Aim of the task: One range is to be output from the listing below, exactly as written: the line with "Target: blue building panel" to the line with "Target: building column", both kept.

Data listing:
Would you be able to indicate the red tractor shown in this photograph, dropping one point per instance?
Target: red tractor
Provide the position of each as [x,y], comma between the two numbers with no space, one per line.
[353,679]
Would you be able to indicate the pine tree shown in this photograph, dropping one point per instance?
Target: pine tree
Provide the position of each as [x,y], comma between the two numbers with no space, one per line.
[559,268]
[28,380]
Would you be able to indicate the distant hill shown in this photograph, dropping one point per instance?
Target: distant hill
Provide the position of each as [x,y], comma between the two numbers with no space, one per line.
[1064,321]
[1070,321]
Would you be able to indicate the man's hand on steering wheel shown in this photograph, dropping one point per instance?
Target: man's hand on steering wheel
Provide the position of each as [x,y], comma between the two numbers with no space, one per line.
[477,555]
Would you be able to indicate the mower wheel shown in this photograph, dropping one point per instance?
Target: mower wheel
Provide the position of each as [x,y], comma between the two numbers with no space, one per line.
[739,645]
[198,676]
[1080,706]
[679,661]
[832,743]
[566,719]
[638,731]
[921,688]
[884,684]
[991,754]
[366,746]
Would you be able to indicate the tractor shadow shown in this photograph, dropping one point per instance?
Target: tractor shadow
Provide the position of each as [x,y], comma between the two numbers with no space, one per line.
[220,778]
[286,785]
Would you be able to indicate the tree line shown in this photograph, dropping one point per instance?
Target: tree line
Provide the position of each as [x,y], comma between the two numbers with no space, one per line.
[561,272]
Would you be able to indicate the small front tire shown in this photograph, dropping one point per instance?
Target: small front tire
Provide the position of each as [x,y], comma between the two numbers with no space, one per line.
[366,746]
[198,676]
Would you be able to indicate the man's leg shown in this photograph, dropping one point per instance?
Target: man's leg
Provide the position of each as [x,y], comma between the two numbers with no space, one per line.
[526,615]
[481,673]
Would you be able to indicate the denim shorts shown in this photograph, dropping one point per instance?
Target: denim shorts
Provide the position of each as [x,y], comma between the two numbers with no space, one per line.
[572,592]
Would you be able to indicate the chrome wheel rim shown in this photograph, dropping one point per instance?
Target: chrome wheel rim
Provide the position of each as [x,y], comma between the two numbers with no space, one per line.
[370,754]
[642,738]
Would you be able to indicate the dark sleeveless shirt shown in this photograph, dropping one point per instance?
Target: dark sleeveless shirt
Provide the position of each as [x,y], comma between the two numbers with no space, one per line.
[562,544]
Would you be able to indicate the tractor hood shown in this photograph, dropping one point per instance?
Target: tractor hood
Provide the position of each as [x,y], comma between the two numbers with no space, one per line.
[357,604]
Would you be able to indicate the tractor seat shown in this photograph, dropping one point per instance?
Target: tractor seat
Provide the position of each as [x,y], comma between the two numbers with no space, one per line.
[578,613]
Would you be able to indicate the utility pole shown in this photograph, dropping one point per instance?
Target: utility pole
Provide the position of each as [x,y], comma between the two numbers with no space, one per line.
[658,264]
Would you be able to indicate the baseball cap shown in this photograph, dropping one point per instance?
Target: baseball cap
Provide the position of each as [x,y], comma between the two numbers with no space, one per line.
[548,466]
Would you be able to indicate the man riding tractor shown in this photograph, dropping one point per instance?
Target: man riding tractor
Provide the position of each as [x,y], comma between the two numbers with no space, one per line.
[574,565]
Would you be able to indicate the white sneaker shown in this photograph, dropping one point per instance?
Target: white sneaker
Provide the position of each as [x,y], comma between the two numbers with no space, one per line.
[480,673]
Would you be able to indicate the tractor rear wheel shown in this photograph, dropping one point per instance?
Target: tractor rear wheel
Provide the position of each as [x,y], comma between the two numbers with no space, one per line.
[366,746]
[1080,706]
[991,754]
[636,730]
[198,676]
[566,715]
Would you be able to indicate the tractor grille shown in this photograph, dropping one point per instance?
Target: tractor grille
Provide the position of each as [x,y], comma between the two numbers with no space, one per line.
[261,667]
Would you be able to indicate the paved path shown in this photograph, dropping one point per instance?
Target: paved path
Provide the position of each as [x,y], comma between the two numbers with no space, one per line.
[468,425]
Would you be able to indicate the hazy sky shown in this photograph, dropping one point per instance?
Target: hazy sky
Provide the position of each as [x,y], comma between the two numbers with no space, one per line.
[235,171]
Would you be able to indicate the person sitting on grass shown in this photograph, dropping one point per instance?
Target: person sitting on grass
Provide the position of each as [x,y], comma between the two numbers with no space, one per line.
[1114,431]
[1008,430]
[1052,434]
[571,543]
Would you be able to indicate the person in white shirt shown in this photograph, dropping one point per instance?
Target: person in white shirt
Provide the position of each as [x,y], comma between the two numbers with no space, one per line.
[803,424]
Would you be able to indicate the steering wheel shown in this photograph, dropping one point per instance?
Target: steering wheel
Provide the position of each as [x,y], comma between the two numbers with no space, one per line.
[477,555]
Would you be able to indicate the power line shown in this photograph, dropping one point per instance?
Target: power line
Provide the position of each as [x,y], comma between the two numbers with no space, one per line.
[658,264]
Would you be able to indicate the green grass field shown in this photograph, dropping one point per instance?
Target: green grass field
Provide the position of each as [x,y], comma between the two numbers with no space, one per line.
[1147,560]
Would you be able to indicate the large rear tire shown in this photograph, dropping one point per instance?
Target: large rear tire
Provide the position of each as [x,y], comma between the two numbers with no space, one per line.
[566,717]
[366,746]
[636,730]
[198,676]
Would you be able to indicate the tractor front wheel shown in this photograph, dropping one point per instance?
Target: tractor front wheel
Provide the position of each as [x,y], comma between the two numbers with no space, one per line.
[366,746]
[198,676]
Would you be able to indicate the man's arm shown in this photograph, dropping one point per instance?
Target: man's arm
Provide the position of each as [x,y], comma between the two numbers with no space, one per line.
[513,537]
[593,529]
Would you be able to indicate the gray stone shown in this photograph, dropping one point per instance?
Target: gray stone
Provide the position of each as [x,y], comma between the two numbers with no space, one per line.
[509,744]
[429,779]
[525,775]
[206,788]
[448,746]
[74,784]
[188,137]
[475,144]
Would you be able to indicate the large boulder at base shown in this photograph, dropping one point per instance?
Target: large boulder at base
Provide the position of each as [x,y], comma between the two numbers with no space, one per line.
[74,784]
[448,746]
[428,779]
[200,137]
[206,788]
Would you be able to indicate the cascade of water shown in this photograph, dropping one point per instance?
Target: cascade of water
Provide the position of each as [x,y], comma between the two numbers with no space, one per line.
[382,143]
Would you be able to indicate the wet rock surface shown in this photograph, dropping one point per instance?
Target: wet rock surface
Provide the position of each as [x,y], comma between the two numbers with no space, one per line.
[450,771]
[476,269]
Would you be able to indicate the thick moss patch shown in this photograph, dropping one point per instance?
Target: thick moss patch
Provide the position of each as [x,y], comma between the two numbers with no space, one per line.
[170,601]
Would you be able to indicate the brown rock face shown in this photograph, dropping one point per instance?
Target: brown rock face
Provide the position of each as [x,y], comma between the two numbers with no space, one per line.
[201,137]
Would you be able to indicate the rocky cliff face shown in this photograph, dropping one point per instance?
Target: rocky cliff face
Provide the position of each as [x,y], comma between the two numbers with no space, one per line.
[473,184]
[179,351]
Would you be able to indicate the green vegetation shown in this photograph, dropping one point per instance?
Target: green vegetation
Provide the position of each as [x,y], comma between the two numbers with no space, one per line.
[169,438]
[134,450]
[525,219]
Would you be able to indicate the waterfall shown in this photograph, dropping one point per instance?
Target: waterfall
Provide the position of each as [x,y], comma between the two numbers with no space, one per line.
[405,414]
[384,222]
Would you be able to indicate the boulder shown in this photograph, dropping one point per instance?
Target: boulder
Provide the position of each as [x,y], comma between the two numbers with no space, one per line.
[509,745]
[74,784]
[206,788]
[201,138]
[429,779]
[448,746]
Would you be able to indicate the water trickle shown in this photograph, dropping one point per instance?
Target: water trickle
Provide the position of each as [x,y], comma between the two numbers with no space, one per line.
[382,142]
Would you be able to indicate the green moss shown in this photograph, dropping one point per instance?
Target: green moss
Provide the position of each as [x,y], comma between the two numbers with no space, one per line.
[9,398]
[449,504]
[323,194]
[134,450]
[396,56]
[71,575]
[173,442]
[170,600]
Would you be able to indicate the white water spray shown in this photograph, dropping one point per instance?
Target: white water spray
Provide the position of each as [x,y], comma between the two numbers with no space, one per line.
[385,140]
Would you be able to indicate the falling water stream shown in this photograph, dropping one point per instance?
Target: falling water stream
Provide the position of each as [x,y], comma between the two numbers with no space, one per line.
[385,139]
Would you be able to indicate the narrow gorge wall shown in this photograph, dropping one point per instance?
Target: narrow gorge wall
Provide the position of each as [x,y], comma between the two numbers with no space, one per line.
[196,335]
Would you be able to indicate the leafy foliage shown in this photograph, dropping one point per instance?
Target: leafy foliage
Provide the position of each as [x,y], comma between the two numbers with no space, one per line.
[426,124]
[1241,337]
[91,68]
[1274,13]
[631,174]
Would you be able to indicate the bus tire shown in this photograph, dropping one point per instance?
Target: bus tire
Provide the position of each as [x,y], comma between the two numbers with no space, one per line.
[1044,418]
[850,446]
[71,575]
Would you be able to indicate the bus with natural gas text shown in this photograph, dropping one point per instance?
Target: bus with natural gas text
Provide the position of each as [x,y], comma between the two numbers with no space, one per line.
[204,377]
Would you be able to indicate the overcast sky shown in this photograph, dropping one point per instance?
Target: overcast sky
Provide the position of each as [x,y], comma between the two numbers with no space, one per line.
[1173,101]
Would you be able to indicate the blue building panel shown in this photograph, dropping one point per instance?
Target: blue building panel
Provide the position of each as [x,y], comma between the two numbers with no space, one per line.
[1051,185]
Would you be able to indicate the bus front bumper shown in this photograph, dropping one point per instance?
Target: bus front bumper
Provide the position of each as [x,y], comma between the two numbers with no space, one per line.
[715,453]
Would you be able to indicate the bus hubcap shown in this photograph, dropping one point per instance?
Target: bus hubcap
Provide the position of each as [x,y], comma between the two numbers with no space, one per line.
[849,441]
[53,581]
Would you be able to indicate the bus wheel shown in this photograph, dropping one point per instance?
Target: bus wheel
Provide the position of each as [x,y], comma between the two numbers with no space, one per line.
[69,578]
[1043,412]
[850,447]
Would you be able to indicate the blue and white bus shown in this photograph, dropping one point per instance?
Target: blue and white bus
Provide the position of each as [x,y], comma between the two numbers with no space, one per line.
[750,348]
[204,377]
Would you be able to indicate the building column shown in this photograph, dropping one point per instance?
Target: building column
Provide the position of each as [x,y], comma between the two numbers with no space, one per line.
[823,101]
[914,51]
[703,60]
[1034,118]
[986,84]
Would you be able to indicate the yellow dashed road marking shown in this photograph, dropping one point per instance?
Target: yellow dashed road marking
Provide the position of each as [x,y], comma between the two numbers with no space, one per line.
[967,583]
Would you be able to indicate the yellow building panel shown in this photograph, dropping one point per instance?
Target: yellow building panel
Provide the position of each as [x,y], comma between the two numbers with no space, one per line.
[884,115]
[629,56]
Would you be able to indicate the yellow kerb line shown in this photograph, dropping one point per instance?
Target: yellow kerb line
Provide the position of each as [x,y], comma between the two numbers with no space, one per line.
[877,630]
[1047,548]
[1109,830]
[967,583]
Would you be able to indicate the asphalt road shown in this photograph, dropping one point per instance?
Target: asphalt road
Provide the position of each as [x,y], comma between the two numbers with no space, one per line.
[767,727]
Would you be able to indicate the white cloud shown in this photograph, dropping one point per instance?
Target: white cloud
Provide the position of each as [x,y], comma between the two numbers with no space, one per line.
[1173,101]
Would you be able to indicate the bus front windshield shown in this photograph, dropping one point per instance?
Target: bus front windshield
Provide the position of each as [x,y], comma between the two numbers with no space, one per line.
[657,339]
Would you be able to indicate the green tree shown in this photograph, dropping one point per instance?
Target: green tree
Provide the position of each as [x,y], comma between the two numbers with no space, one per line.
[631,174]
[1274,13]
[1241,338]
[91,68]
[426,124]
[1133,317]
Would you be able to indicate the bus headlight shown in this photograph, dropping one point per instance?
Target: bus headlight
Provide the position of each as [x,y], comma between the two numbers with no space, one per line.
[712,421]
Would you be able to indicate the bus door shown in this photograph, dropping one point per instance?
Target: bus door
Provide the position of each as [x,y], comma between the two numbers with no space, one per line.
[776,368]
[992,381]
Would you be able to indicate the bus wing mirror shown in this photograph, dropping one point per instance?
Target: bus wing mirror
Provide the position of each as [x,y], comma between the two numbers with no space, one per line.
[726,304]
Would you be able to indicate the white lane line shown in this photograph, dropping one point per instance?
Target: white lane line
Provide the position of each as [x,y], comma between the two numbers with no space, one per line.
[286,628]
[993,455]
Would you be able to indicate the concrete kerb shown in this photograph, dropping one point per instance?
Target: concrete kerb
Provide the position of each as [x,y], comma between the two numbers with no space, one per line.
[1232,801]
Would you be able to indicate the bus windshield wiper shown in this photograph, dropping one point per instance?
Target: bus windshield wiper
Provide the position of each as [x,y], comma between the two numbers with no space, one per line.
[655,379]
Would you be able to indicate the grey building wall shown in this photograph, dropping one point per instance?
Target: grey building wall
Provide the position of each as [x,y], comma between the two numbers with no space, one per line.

Output below:
Target: blue building panel
Provide the position of each as [x,y], comma between the two numbers with no space, one per line.
[1051,185]
Would you be able to indicate the bus front bumper shown in this photograph, dropping one point per instance?
Target: bus front bumper
Provide the position of each as [x,y], comma between the two numbers with no space, one per line.
[715,453]
Would you be able to indicate the bus hubcap shown in this photograph, dropping one point per instance?
Target: bus hubcap
Provide the position of each as [x,y], comma between the two numbers with no space, one per line.
[849,441]
[53,581]
Would you be able to indicate the bus wheel shown in this photograph, dropping one point per instance?
Target: bus wheel
Provide the position of each as [x,y], comma between the two numbers with no space, one per line.
[69,578]
[1043,412]
[850,447]
Would you be able to indicate the blue and white bus shown in this photograph, dropping one point per instance?
Target: blue and white bus
Provide the position of each as [x,y], comma between the two numbers with no space, one per line.
[750,348]
[204,377]
Would you be able to indicate the building column shown in this photograph, dropping one point per instance?
Target: building column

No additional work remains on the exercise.